-- start of Selection --
Author Nancy Lieberman is a basketball hall of famer, two-time Olympic silver medalist, two-time National Champion at Old Dominion University, and two-time National College Player of the Year. She talked about her experiences in life and leadership and shared stories from her business book Playbook for Success at the Greater Irving-Las Colinas Chamber’s Women’s Alliance Luncheon Feb. 20, at La Cima Club.

A former Women’s National Basketball League player for the Oklahoma Thunder, Lieberman is the only woman to be named head coach of a National Basketball League level team. In 2010 she coached the Texas Legends, a Dallas Mavericks affiliate of the NBA Development League, taking them to the playoffs in her first season.

“I wish my life on everybody,” Lieberman said. “I was a poor kid growing up in a one parent family in Far Rockaway, NY. I was eight when they were turning out the lights and heat in my house, and I looked at my brother, and Cliff* looked at me and says, ‘We’re poor.’

“I said, ‘You’re poor. I’m not poor. Don’t tell me what I am. Don’t put that in my head. I’m not going to be poor.’ I could feel it in my heart, and I knew that was not the life that I was going to lead, and by the blessings of God, I found basketball.

“I still have wonderment that this is me – that all these wonderful things have happened to me in my career,” Lieberman said. “Every day, I wake up and I open my eyes and I thank God for this day, for this breath, for this moment, for this lunch, for this time in this place that I can be here with you because the alternative is I could have said ‘No.’”

Growing up, her idol was Muhammad Ali.

“I heard him on TV … say, ‘I’m the greatest of all times,’” Lieberman said. “I went in the kitchen, and I told my mom, I’m going to be the greatest of all time.’ I fell in love with this man, and amazingly at the age of 19, I met my hero. In my eyes, I met this incredible person who changed my life, and he taught me how to be fearless.

“Muhammad has the shortest poem in history: ‘Me. We,’

“If I’m a better me, we’re going to be a better we. If we’re a better we, we’re going to be a better they. If we’re a better they, we’re going to rock the world with our love, with our kindness and our generosity, and how we approach every day…”

Philanthropist Warren Buffett has been a friend of Lieberman’s for over 25 years.
-- end of Selection --
-- start of Record extracts --
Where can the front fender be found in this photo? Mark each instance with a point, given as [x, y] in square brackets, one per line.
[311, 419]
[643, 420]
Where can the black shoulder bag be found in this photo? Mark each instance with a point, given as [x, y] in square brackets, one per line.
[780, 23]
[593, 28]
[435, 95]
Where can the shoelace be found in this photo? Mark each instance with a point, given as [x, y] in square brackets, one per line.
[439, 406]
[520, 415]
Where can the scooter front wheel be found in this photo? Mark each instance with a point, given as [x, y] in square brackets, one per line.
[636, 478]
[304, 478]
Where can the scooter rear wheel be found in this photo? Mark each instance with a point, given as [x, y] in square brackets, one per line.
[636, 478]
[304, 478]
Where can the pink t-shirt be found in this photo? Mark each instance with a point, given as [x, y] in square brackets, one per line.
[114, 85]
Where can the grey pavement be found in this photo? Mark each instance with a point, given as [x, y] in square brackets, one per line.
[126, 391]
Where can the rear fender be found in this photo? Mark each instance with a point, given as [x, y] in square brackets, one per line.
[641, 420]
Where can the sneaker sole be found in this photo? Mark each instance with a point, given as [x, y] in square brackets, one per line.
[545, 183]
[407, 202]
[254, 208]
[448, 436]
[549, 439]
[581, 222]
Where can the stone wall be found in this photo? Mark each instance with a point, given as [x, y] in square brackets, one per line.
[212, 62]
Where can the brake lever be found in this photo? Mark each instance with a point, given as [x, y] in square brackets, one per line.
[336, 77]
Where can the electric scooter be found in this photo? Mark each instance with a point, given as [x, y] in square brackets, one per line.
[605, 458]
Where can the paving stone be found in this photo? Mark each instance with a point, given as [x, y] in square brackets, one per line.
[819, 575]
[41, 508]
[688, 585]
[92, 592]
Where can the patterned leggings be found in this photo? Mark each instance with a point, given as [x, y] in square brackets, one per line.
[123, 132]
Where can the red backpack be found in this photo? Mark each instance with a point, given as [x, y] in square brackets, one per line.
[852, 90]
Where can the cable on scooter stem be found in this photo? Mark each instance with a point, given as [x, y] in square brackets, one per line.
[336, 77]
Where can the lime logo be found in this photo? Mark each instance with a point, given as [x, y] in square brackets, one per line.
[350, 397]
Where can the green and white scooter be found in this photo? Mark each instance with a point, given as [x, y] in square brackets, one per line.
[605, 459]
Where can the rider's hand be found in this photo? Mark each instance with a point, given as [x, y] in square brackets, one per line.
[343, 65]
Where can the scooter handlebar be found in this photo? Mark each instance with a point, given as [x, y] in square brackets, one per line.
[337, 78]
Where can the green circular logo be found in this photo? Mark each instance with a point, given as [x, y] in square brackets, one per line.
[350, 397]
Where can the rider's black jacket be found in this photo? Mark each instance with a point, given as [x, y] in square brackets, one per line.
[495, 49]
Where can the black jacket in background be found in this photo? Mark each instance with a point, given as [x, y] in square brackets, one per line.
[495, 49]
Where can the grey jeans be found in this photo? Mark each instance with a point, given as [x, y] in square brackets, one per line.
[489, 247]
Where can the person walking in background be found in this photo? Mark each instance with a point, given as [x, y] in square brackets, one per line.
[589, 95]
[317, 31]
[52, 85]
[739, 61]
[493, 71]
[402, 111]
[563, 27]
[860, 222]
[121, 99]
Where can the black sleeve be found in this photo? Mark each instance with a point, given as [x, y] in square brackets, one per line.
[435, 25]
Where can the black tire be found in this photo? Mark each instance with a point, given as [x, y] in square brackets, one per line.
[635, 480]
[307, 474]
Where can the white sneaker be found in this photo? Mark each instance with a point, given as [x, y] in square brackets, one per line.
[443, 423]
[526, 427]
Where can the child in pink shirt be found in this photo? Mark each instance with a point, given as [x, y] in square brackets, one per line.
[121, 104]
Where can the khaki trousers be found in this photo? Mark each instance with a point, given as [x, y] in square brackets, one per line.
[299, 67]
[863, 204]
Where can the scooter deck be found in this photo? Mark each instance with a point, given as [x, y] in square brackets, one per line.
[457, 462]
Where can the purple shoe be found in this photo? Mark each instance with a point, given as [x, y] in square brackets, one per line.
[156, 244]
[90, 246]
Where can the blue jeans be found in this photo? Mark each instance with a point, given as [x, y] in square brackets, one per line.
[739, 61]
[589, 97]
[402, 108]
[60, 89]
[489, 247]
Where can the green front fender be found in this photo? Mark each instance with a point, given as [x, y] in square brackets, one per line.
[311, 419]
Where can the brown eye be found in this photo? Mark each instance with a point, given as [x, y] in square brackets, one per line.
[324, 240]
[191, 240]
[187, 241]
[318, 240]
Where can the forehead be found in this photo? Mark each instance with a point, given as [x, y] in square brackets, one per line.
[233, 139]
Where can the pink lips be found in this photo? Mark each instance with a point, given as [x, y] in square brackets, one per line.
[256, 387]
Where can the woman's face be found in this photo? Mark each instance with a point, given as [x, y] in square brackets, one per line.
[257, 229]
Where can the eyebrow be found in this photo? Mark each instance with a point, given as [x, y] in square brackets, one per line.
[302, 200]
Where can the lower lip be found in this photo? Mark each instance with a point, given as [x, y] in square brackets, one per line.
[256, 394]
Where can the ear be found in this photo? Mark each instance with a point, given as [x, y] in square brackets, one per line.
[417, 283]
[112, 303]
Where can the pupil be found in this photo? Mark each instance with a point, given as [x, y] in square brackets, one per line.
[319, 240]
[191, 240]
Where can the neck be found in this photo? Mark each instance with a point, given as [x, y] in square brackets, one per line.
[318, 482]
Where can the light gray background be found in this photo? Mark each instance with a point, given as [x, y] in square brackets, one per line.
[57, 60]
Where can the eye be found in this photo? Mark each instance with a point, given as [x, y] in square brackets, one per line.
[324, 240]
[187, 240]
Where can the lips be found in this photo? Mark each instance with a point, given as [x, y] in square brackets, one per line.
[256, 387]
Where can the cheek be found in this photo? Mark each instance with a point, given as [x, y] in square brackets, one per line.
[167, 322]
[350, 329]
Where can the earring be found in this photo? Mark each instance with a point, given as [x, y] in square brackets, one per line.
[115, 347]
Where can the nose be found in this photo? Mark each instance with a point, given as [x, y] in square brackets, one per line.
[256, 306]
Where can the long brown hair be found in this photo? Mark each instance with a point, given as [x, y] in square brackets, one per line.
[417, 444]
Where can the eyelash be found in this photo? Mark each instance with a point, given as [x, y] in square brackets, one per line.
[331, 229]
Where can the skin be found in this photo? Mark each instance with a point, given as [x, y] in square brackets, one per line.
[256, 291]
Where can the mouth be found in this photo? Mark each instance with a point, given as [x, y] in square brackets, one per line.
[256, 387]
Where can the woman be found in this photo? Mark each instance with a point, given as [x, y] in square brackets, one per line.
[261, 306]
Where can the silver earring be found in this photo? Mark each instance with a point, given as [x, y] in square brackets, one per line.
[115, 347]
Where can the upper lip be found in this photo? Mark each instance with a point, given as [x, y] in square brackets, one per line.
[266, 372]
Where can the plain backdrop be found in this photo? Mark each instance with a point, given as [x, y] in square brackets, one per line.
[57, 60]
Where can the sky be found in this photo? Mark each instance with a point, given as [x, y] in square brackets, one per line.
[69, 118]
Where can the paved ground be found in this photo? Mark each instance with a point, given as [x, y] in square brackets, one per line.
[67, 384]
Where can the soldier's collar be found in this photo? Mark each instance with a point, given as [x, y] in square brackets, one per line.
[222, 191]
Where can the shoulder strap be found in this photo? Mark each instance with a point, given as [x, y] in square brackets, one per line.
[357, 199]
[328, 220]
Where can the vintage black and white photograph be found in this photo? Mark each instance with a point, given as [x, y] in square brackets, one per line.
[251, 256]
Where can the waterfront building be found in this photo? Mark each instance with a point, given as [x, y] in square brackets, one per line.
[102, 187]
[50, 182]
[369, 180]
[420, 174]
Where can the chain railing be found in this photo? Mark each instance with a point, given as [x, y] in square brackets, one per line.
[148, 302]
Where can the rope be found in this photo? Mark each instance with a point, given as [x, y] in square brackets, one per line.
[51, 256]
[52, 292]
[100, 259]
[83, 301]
-- end of Record extracts --
→ Requirements:
#1 According to the article on Nancy Lieberman, who was her idol while she was growing up?
#2 Write out the passage of the Nancy Lieberman article between "Growing up, her" and "to be fearless.", inclusive.
#3 Continue the Nancy Lieberman article from where it stops.

→ The results:
#1 Muhammad Ali

#2
Growing up, her idol was Muhammad Ali.

“I heard him on TV … say, ‘I’m the greatest of all times,’” Lieberman said. “I went in the kitchen, and I told my mom, I’m going to be the greatest of all time.’ I fell in love with this man, and amazingly at the age of 19, I met my hero. In my eyes, I met this incredible person who changed my life, and he taught me how to be fearless.

#3
“I think every day about his humility – humility is confidence,” Lieberman said. “Arrogance is not confidence. There should be humility in what we do each and every day.”

Business Model

“Learn about sports,” Lieberman said. “It’s the great communicator; the great connector.”

She called the strategy of sports “an amazing process.”

“In Newsweek Magazine recently they interviewed 20 of the top CEO women in the world,” Lieberman said. “They all played sports. Eighty percent of Fortune 500 companies are hiring women who played sports in college.

“That’s because you can yell at them, scream at them, tell (them they’re) not really good, tell (them they) didn’t come with the goods today, you can give (them) a strategy, you can teach (them) how to win, you can teach (them) how to lose, you can teach (them) how to be a better teammate. They want us; we’re valued. This is a great time for us as women. We can do anything that we want to do, but we must believe that we can.”

She said to use humor and sarcasm in a good way along with the truth.

“There is no I in TEAM but there is in WIN,” Lieberman said.

“Each and every one of you has to be better individually. Give people a reason to follow you. Do it with love and do it with kindness, be firm but fair. Teach people how to be better.

“Nordstrom’s mission statement says: ‘You have the right to be great always.’ Be consistent. Repetition makes you great. Our job as a leader is to give them the ingredients to be great. Give them solutions. Give them some drills.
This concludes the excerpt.